» EXERCISE INSTRUCTIONS
Render the records as a numbered list, leaving out blank lines, from the line with "compact form (670,101)." up to and including the last line of the records. Include only those lines.

※ ※ ※

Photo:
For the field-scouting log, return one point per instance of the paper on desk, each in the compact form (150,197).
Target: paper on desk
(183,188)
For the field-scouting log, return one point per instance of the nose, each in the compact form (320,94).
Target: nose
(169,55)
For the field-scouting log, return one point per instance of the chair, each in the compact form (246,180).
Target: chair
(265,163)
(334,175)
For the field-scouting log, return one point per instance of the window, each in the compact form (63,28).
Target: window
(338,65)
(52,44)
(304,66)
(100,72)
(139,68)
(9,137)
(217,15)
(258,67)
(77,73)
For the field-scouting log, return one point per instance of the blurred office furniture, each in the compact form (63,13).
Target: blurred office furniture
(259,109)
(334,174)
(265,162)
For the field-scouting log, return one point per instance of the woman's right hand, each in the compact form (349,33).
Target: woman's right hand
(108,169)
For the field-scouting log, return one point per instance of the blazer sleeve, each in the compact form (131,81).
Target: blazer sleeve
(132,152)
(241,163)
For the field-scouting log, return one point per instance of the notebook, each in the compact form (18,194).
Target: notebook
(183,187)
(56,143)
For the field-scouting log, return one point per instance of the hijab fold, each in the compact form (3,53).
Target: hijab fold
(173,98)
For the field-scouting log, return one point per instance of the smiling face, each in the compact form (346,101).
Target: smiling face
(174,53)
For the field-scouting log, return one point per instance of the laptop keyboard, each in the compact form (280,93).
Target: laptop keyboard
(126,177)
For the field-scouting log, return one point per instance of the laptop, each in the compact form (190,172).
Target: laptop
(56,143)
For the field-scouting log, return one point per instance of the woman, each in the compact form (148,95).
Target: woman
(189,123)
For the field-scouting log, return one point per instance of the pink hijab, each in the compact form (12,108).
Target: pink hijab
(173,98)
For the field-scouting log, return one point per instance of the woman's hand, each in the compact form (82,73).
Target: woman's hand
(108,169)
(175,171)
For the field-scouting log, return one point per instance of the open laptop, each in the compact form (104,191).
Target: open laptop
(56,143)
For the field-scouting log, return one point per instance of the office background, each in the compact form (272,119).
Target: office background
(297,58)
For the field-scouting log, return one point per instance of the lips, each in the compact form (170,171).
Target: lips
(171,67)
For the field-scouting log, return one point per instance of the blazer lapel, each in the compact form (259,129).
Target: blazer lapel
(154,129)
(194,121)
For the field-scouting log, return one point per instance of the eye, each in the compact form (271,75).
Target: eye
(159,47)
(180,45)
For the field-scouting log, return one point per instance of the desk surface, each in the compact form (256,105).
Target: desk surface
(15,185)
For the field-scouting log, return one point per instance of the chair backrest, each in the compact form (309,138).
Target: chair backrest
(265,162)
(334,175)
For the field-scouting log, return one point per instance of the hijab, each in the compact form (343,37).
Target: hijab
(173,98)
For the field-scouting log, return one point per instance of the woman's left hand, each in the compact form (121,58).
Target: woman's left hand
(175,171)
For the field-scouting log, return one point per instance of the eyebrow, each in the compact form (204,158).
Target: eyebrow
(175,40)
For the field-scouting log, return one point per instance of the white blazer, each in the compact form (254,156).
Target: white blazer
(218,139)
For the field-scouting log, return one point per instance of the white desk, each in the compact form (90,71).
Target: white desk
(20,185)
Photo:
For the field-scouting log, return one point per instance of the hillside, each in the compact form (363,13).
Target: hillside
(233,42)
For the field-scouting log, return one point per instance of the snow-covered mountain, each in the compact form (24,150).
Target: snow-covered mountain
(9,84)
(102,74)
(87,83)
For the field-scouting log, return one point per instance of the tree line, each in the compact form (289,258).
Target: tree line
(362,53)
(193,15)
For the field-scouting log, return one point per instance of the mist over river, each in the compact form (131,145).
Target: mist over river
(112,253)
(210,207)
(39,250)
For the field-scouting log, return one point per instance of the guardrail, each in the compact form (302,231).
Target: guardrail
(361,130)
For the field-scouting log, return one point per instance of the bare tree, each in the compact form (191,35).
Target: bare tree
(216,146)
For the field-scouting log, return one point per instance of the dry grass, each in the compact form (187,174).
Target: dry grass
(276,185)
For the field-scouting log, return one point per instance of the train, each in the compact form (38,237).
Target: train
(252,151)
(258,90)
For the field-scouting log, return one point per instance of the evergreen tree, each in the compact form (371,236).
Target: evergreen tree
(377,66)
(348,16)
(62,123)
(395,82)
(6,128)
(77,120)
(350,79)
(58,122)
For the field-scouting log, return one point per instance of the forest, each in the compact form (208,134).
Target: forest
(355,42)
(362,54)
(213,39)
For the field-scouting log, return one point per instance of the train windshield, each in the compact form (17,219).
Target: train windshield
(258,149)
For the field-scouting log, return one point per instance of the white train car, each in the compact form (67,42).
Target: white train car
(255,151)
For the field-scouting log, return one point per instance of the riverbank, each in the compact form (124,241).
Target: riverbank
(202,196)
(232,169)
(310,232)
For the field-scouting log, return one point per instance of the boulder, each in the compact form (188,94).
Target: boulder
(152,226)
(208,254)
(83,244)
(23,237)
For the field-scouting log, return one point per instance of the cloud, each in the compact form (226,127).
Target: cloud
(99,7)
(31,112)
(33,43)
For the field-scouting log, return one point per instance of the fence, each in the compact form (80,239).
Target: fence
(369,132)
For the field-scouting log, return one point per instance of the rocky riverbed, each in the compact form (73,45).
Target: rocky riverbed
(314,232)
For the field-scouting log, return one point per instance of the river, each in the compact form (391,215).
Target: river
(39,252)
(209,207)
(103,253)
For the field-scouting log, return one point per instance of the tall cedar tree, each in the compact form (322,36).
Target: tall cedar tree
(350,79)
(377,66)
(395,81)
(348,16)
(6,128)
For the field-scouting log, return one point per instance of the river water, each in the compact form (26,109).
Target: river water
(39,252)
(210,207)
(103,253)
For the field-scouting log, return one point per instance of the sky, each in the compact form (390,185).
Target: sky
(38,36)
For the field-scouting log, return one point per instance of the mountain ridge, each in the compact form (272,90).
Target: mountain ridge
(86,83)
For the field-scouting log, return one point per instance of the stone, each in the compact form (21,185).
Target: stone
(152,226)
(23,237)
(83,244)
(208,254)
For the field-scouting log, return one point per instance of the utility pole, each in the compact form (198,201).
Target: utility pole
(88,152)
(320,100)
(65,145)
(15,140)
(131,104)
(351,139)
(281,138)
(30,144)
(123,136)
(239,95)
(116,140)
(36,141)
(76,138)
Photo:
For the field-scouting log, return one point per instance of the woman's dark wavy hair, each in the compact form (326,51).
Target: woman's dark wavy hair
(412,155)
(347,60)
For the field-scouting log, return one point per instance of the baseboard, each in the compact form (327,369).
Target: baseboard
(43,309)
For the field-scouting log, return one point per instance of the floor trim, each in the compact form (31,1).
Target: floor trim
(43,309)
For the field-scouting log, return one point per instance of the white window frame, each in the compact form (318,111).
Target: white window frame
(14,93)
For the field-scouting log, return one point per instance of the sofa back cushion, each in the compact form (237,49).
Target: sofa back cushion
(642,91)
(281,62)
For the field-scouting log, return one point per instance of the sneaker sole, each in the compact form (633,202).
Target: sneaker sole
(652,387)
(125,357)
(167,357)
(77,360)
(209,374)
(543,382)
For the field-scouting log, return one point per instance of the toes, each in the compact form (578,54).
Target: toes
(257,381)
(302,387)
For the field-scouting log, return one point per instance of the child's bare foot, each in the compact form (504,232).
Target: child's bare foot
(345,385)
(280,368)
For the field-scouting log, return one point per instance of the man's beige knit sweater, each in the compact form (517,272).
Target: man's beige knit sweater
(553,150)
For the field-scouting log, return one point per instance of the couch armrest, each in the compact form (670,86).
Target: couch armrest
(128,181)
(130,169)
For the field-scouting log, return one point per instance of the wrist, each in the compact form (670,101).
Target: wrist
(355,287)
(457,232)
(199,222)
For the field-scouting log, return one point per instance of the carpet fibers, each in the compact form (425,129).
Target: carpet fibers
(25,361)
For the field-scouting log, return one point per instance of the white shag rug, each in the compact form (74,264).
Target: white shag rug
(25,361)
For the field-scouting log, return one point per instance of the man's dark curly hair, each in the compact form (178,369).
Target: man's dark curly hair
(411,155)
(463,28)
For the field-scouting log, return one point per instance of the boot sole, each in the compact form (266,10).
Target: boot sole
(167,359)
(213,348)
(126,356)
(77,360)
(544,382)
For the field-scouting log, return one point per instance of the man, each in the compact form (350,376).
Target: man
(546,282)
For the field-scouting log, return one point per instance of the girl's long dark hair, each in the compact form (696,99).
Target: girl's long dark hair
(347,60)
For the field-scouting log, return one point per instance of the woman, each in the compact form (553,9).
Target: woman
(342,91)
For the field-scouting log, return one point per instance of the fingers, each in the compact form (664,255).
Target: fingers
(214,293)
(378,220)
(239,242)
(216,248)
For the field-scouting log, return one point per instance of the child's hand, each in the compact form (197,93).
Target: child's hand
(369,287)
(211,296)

※ ※ ※

» THE COMPLETED TASK
1. For the field-scouting log, return one point per instance of the wrist, each in the compact form (670,101).
2. Target: wrist
3. (355,287)
4. (457,232)
5. (199,222)
6. For the field-scouting log, return one point per instance of the carpet fibers, each in the compact form (425,129).
7. Target: carpet fibers
8. (25,361)
9. For the field-scouting log, return one point per instance of the white shag rug, each in the compact form (74,264).
10. Target: white shag rug
11. (25,361)
12. For the field-scouting log, return one point per instance of the man's dark curly hair, each in the compact form (178,369).
13. Target: man's dark curly hair
14. (411,155)
15. (463,28)
16. For the field-scouting log, return one point per instance of the boot sole, each in the compact form (266,10).
17. Target: boot sole
18. (167,359)
19. (213,348)
20. (126,356)
21. (77,360)
22. (544,382)
23. For the field-scouting log, return one point per instance of the man, each in the compact form (350,376).
24. Target: man
25. (546,282)
26. For the field-scouting log, return one point per instance of the girl's long dark hair, each in the compact form (696,99).
27. Target: girl's long dark hair
28. (347,60)
29. For the field-scouting log, return one point per instance of the woman, each in the compact form (553,9).
30. Target: woman
31. (342,91)
32. For the field-scouting log, return one point per instance of the fingers, each in the compact form (664,255).
33. Target: fingers
34. (214,293)
35. (378,220)
36. (239,242)
37. (216,248)
38. For the field-scouting log, return one point per instance of the child's hand, each in the compact form (197,93).
39. Target: child's hand
40. (369,287)
41. (211,296)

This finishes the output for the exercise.